The problem:
Repeat the study abroad passage word for word, starting with "Staff Interviews" and going on through "responsible global citizen.".

Reading passage:
Overcoming this barrier was a long process.

My friends and professors always encouraged me to speak confidently. Their support helped significantly; however, it wasn't until I accepted my abilities and took pride in my growth that I lost my fear.

What did you learn on your program that will stay with you?

I learned how to incorporate attitudes of community and sharing into all aspects of my life. Most of my experiences in Brazil showed how eating, cleaning, talking, studying, exploring, drinking, and dancing are meant to be enjoyed with others.

Before studying abroad, I had a mindset of independent strength and productivity. This mindset changed dramatically and I now find more joy in relaxation, conversation, and collaborative work.

Staff Interviews

These are in-depth Q&A sessions with program leaders.

Nova Shao

Job Title
Resident Director, CET Shanghai
Nova started to work for US-based study abroad programs in Shanghai in 2007 and joined CET Shanghai in 2013. Nova holds a BA in Sociology from East China Normal University and a MPhil in Social Anthropology from the University of Bergen in Norway. As a native Shanghainese, Nova leads walking tours in Shanghai herself. She loves introducing her native city of many faces to students, and enjoys helping students get most out of their Shanghai experience and proudly being a responsible global citizen.

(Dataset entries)
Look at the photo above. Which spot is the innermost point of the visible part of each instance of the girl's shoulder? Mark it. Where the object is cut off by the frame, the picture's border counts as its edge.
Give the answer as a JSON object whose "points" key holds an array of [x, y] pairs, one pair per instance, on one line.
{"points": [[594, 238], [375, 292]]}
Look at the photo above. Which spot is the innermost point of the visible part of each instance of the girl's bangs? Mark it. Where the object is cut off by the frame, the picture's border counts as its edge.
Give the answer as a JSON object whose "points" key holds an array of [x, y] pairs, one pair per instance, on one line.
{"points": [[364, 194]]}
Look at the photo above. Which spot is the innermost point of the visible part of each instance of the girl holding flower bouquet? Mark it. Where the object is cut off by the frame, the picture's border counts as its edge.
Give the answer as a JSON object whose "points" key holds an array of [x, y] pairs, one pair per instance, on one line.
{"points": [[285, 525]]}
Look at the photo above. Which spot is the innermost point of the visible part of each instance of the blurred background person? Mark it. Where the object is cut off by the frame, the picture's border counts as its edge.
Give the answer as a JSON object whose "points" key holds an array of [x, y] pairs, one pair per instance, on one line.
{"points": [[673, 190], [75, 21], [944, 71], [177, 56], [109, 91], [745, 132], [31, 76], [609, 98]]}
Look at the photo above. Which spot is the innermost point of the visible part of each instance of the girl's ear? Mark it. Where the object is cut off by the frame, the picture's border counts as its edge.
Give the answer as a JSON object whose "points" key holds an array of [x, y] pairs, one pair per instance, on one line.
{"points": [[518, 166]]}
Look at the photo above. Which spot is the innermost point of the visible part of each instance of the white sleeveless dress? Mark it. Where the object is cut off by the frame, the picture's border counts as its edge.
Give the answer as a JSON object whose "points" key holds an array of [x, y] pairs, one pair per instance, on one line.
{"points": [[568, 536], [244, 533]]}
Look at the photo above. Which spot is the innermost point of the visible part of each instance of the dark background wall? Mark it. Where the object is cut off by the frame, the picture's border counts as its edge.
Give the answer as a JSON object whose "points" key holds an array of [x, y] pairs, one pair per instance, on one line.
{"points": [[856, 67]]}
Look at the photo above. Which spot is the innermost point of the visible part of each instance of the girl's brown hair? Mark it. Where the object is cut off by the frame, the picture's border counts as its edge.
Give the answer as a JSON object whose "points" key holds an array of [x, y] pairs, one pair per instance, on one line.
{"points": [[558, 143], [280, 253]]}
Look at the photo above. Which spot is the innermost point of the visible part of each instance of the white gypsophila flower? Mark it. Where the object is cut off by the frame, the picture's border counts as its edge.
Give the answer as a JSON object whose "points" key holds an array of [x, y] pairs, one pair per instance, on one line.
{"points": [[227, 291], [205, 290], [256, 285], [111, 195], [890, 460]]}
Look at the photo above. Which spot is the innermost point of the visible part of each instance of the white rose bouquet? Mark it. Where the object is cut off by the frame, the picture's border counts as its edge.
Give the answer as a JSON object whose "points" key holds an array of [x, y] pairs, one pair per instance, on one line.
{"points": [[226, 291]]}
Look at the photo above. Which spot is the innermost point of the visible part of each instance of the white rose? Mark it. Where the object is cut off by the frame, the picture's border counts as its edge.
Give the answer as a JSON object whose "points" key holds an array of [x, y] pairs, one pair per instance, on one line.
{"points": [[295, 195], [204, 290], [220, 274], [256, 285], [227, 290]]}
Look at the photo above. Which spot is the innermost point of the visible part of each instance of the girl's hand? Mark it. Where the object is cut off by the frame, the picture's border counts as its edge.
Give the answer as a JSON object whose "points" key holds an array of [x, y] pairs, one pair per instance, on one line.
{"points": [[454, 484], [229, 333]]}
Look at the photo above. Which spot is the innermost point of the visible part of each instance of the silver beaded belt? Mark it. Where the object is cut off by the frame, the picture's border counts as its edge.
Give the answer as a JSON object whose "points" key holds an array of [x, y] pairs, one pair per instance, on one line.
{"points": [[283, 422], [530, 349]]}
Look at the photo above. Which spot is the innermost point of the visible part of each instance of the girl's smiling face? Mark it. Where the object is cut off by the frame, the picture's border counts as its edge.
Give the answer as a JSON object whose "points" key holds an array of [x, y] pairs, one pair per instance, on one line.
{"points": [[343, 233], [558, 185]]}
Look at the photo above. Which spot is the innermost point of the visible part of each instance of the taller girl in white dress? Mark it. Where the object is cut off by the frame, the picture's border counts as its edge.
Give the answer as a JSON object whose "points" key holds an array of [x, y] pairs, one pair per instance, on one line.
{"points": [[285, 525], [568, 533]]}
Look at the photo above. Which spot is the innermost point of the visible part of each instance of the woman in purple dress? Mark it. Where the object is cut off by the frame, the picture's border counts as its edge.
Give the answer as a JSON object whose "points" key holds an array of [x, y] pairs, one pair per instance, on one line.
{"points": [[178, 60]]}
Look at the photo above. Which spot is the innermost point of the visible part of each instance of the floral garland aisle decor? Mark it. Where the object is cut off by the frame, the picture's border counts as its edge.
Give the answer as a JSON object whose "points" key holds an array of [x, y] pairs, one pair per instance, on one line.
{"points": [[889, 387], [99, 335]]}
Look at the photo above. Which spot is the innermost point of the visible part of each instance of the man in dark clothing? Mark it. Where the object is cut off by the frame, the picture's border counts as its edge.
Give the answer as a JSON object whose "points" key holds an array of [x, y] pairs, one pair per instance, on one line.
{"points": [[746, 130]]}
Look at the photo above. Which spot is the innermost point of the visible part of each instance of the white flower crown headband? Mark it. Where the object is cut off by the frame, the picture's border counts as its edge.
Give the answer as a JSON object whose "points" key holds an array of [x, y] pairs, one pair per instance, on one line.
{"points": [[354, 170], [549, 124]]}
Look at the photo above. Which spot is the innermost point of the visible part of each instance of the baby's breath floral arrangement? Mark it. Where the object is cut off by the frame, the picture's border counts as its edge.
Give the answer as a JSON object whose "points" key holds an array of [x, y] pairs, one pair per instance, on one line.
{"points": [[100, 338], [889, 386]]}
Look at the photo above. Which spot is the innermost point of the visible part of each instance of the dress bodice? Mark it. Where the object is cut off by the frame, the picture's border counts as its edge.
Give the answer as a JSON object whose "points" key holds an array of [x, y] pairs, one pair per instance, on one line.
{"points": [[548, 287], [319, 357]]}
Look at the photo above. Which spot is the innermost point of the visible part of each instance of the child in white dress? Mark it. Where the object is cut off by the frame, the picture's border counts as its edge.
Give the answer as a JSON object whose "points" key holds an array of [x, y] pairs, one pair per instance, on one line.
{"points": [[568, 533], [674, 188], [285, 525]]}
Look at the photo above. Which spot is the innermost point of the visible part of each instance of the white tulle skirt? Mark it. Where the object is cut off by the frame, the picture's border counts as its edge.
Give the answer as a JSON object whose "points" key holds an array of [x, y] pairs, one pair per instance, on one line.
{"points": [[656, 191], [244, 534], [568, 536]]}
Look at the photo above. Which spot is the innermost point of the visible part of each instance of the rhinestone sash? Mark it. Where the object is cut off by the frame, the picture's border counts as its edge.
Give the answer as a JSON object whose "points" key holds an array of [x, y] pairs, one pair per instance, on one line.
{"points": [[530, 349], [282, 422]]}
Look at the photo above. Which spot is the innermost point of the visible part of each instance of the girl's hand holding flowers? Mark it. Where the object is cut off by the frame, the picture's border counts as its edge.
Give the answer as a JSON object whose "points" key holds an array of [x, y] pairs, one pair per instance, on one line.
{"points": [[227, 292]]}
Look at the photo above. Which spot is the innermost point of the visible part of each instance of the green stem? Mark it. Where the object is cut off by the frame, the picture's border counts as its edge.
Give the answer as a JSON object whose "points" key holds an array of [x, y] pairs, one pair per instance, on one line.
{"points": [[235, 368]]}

Solution below:
Staff Interviews

These are in-depth Q&A sessions with program leaders.

Nova Shao

Job Title
Resident Director, CET Shanghai
Nova started to work for US-based study abroad programs in Shanghai in 2007 and joined CET Shanghai in 2013. Nova holds a BA in Sociology from East China Normal University and a MPhil in Social Anthropology from the University of Bergen in Norway. As a native Shanghainese, Nova leads walking tours in Shanghai herself. She loves introducing her native city of many faces to students, and enjoys helping students get most out of their Shanghai experience and proudly being a responsible global citizen.